__Text block__:
>>>

The histogram obtained does not remind us much of the Normal distribution.
But we know that when we work with small amounts of data, even if they are Normal, we cannot expect their histogram to look like a symmetrical bell.
In fact, if we were to generate small Normal data samples, few of them would resemble the Gaussian ideal. 

## The sampling model is approximately Normal

Let $Y$ be the random variable that describes the height of the women in VIBASS.
We assume that given the mean of the height of the VIBASS women $\mu$, the distribution of $Y$ is Normal with mean $\mu$ and standard deviation $\sigma= 0.1$. 

$$Y \mid \mu \sim \mathcal{N}(\mu,\, \sigma = 0.1),$$
whose conditional density function, expectation and variance are: 

- $f(y \mid \mu )= \frac{1}{0.1 \,\sqrt{2 \pi}}\, \mbox{e}^{\big\{ \frac{-1}{2 \,\cdot \, 0.1^2}\,(y-\mu)^2\big\}}$
- $\text{E}(Y \mid \mu)= \mu$, 
- $\text{Var}(Y \mid \mu) = \sigma^2 = 0.01.$


## A prior distribution for $\mu$

Recall that the Normal distribution is conjugate with respect to the Normal probability model with $\sigma$ known.

<<<

(Excerpts from point annotation data)
>>>

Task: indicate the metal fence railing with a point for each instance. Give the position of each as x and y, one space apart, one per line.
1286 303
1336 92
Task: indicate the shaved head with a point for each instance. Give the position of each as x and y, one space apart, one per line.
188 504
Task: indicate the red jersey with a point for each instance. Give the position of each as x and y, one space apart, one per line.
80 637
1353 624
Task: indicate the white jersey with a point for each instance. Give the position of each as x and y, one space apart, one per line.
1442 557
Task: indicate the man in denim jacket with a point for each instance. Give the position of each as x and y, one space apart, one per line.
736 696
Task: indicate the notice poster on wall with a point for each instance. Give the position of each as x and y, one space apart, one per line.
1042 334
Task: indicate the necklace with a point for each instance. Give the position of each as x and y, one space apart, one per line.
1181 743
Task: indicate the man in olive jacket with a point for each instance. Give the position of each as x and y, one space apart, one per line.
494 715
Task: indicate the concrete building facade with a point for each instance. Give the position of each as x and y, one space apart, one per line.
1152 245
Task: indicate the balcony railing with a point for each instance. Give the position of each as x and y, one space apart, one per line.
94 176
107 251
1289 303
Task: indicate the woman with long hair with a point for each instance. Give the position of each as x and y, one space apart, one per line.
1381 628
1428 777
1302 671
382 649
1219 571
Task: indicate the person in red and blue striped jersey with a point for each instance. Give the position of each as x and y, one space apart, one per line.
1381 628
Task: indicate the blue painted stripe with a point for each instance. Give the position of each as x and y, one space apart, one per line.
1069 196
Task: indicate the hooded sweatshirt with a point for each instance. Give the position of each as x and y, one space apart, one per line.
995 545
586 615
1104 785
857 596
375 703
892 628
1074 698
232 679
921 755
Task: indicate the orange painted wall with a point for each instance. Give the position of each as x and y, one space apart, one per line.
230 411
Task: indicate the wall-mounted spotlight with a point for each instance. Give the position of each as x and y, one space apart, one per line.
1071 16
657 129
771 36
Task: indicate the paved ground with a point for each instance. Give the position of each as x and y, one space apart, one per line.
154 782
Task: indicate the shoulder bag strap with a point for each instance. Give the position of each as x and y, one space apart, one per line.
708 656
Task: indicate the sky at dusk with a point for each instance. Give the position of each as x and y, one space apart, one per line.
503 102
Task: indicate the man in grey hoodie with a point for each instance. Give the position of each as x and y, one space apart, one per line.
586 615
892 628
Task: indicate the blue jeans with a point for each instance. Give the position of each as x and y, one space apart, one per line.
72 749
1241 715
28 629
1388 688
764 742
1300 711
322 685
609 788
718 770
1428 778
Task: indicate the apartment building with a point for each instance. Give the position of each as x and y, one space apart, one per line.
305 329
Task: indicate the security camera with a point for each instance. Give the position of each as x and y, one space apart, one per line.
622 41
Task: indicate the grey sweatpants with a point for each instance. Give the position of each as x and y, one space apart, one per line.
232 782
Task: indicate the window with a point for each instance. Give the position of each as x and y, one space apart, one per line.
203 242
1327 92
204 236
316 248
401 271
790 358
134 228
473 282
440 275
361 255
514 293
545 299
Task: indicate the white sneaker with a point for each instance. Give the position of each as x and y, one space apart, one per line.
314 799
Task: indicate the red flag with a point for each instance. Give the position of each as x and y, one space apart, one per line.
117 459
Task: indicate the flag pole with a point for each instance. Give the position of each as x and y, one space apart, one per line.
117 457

<<<

__Goals__:
1/ In the text on the heights of the VIBASS women, name the properties of $Y$ given $\mu$ that are listed right after the Normal model is stated.
2/ What value does the text on the heights of the VIBASS women assume for the standard deviation $\sigma$?
3/ Retype the text on the heights of the VIBASS women, everything from "But we know" down to "women in VIBASS.".

__Outputs for the tasks__:
1/ Conditional density function, expectation, variance

2/ $\sigma = 0.1$

3/
But we know that when we work with small amounts of data, even if they are Normal, we cannot expect their histogram to look like a symmetrical bell.
In fact, if we were to generate small Normal data samples, few of them would resemble the Gaussian ideal. 

## The sampling model is approximately Normal

Let $Y$ be the random variable that describes the height of the women in VIBASS.